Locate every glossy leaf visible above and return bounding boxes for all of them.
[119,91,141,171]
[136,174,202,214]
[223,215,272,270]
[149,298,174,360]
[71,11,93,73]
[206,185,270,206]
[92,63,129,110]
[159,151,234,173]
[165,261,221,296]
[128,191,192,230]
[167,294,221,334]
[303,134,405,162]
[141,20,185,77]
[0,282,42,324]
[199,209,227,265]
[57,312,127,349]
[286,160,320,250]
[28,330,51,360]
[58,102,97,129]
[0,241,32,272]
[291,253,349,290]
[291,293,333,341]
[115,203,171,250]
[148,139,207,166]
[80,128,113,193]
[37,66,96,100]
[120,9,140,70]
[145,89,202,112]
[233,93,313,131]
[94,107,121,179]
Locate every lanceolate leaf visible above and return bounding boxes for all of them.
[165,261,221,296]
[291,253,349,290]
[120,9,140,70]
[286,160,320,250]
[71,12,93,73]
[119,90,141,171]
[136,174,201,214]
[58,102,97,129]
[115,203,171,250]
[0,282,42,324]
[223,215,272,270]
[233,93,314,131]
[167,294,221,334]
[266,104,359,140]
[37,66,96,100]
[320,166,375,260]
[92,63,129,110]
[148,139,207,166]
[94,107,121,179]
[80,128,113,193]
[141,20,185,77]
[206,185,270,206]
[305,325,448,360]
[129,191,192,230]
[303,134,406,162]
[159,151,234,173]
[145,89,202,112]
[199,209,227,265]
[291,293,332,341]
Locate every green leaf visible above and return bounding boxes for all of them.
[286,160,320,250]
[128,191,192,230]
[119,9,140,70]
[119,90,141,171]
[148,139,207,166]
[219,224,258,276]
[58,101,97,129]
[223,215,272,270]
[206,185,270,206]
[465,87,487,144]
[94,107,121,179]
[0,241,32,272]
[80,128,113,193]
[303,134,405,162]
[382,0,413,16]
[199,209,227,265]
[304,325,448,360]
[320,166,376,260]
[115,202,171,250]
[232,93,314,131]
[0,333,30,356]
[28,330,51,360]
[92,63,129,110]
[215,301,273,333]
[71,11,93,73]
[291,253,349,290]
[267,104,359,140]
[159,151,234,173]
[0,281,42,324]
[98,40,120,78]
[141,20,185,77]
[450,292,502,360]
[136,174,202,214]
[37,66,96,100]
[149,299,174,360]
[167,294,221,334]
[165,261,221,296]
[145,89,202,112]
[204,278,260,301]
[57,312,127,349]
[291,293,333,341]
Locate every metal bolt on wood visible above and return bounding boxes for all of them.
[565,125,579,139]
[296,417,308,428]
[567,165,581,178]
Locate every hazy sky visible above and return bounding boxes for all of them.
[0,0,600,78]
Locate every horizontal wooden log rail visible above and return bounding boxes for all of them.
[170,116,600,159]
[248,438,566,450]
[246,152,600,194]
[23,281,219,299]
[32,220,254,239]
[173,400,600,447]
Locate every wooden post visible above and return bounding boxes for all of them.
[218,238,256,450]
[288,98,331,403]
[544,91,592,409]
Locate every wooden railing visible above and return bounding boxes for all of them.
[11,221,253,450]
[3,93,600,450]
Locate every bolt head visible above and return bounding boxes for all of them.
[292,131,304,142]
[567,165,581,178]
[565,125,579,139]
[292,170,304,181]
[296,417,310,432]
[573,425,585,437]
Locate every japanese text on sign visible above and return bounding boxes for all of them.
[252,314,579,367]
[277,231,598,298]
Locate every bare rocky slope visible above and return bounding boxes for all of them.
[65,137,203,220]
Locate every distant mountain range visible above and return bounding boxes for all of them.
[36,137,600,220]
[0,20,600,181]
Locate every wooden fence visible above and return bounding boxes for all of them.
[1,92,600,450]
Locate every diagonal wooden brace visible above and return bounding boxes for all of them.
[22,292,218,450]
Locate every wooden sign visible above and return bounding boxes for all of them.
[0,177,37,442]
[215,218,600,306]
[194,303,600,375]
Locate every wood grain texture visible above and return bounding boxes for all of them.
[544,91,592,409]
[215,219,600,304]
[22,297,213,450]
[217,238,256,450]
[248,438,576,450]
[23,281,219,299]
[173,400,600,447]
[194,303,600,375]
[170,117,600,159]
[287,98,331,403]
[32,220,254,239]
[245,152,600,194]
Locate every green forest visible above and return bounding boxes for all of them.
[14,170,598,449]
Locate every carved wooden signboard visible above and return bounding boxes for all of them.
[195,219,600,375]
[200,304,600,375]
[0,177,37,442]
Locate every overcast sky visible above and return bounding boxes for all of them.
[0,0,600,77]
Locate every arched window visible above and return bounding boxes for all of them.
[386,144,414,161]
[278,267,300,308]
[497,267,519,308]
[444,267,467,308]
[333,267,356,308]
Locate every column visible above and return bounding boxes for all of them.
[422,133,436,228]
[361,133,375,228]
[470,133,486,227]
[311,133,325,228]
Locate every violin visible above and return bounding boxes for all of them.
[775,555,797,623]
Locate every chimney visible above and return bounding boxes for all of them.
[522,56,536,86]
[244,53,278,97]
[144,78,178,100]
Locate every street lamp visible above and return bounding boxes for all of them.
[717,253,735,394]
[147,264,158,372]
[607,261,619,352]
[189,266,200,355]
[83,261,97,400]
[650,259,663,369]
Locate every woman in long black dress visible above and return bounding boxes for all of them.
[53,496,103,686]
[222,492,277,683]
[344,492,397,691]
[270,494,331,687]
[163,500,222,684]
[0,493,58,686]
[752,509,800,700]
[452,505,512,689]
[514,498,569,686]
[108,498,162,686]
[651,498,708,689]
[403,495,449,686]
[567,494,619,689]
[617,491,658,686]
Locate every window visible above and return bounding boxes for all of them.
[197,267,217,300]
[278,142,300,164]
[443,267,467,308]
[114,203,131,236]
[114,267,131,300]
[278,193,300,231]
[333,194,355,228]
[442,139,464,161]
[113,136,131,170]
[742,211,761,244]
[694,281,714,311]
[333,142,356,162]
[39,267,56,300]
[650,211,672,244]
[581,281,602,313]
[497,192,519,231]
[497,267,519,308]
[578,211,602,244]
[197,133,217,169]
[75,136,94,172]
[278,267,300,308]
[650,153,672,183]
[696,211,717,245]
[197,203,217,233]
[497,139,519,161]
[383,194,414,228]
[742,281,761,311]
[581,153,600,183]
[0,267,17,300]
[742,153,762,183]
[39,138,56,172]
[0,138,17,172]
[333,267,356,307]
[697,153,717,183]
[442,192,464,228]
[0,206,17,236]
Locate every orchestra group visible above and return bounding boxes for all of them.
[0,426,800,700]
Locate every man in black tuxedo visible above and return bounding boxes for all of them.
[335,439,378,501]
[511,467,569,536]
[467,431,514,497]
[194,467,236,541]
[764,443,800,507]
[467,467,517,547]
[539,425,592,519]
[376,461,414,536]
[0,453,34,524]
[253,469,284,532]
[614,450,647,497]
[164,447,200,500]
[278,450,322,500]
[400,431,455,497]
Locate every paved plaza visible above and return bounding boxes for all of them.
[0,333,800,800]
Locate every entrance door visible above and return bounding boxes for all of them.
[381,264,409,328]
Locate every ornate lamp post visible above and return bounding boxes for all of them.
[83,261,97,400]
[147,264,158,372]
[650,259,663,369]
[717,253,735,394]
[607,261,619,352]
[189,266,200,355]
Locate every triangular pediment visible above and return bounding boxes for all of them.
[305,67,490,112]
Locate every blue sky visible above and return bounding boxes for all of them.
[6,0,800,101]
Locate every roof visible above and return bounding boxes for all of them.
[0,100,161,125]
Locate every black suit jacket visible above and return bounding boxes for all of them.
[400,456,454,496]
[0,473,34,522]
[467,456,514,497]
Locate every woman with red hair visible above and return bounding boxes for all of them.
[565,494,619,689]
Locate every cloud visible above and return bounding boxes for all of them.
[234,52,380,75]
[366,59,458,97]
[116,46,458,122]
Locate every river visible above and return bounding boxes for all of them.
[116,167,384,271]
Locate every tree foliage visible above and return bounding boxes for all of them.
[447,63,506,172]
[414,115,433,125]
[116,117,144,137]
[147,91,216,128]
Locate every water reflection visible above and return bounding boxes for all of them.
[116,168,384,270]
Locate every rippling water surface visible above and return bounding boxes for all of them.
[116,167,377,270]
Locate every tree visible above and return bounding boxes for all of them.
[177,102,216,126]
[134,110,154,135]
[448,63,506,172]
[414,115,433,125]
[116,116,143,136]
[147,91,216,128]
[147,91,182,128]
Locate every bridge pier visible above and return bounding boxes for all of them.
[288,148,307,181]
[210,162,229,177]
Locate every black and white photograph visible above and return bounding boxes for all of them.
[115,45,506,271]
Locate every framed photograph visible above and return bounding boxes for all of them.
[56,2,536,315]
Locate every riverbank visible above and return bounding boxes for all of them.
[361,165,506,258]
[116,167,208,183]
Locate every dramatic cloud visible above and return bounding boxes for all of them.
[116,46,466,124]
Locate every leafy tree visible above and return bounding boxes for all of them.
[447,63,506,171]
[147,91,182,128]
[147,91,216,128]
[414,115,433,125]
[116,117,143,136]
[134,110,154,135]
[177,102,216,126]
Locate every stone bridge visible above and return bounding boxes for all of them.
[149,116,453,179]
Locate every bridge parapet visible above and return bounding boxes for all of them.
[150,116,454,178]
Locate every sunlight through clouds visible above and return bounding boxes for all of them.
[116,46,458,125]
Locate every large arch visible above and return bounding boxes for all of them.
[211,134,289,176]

++++++++++

* **Description of the task**
Pull out the lines of the records verbatim, starting at the line containing "Locate every distant" and ending at the line containing "[1,92,600,450]", with both of those lines included.

* **Full output**
Locate every distant mountain range visible above and return bounding boxes for all of them.
[36,137,600,220]
[0,20,600,181]
Locate every wooden fence visible above and return bounding boxes for all of them.
[1,92,600,450]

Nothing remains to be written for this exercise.